(Items from a data source)
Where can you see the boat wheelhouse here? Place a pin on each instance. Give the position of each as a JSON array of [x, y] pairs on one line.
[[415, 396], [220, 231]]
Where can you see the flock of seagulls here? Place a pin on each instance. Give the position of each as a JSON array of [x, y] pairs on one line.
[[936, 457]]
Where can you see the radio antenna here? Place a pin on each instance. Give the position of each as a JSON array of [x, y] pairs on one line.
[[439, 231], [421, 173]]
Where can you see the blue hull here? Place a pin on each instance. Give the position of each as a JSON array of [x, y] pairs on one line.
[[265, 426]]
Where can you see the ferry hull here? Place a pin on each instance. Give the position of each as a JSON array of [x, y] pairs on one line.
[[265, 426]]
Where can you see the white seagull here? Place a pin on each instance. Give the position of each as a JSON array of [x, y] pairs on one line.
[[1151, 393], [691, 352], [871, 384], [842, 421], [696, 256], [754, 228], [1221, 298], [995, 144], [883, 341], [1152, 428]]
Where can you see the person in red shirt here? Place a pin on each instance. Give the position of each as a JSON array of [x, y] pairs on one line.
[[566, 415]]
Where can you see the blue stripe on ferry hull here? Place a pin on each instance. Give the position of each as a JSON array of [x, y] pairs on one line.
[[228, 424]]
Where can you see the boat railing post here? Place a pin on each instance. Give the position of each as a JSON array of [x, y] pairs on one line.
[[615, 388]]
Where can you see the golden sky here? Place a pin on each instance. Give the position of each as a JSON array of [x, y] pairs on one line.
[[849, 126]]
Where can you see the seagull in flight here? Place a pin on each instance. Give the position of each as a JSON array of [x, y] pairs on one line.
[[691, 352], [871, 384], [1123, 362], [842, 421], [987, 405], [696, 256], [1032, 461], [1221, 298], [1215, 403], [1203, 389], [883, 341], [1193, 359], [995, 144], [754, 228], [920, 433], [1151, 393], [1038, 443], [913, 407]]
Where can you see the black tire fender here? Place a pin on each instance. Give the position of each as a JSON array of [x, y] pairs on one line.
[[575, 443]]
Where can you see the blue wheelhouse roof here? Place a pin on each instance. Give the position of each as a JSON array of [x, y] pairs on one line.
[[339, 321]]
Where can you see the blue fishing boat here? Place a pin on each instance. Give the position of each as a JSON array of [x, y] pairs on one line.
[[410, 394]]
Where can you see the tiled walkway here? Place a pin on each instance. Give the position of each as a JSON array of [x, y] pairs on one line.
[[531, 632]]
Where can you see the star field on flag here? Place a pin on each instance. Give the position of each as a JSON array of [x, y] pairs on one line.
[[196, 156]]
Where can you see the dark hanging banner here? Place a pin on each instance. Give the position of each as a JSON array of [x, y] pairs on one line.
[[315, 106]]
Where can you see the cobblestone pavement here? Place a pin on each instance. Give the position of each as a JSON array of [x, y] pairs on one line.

* _Work to complete_
From the data above, output every line exactly.

* _Answer_
Where can you see the boat wheelhouse here? Place a pin on each instance. Give the position of each as a JSON array of [x, y] pairs on one line.
[[415, 396], [220, 231]]
Where can you see the flock of seagulls here? Place a pin on each instance. Give the position of each as a JSON array of [x, y] pairs on one line.
[[936, 457]]
Where can you see the radio antenna here? Place a pin on each instance. Give the position of each as a JSON array of [x, y] pairs on one line.
[[439, 231], [421, 173]]
Where can you see the blue hull here? Place a pin on each instance. Give the position of each as a JSON array of [x, y] pairs on one line.
[[265, 426]]
Where can you see the ferry hull here? Place a pin on each instance. Give the position of each as a JSON array of [x, y] pairs on one line.
[[265, 426]]
Where can you see the white seagull here? Place a pin on each instance. Give the position of each as a JSON array of [x, y] pairs on one line.
[[1151, 393], [691, 352], [871, 384], [842, 421], [696, 256], [754, 228], [1221, 298], [995, 144], [883, 341], [1152, 428]]
Where can you see the person in red shirt here? Place a pin on each instance. Give the position of each as a JSON array of [x, y] pairs on one line.
[[566, 415]]
Where can you see the blue stripe on ferry hull here? Place a pin on each instance. Give the position of each as a JSON array of [x, y] pairs on one line.
[[228, 424]]
Where can you see the boat railing post here? Place a pin on each instance. Give the position of each as a JSON array of [x, y] pairs on one line.
[[615, 388]]
Where can you see the golden sky here? Place a pin on each instance. Give the position of each as a JSON array of [x, y] pairs on one line.
[[849, 126]]
Where can you see the seagull in flight here? Place a pin on each instance. Give the position of each as a JSON array of [x, y] pairs on one line.
[[691, 352], [871, 384], [1123, 362], [842, 421], [987, 405], [696, 256], [1032, 461], [1221, 298], [1215, 403], [1203, 389], [883, 341], [1193, 359], [995, 144], [754, 228], [920, 433], [1151, 393], [1038, 443], [913, 407]]
Where can you see the black tire fender here? Place a pin on each instance. Give the position of each as a JSON array of [x, y] pairs on one line.
[[575, 443]]
Where can you see the blue wheelhouse roof here? Place a pin on each instance. Give the position of each as a JSON array of [x, y] pairs on one line.
[[339, 321]]
Where can you see the blue fishing boat here? Place a pin on each instance. Give the position of each as a JSON array of [x, y] pairs on one line.
[[410, 394]]
Where can you see the tiled walkway here? Place a pin on each instance. Give the position of each as a JSON array of [x, y] pairs on one line.
[[531, 632]]
Where can you see the star field on flag here? Place a pin on each instance. Give the position of each as a JSON array of [x, y] pairs on one line.
[[196, 156]]
Where can you see the dark hanging banner here? Place a pin on each instance. Give the position of each as a JSON array of [x, y] pairs on one line.
[[315, 106]]
Where can you see the cobblestone pavement here? Place a pin on each instance. Give the position of each as a JSON array of [x, y] pairs on one line.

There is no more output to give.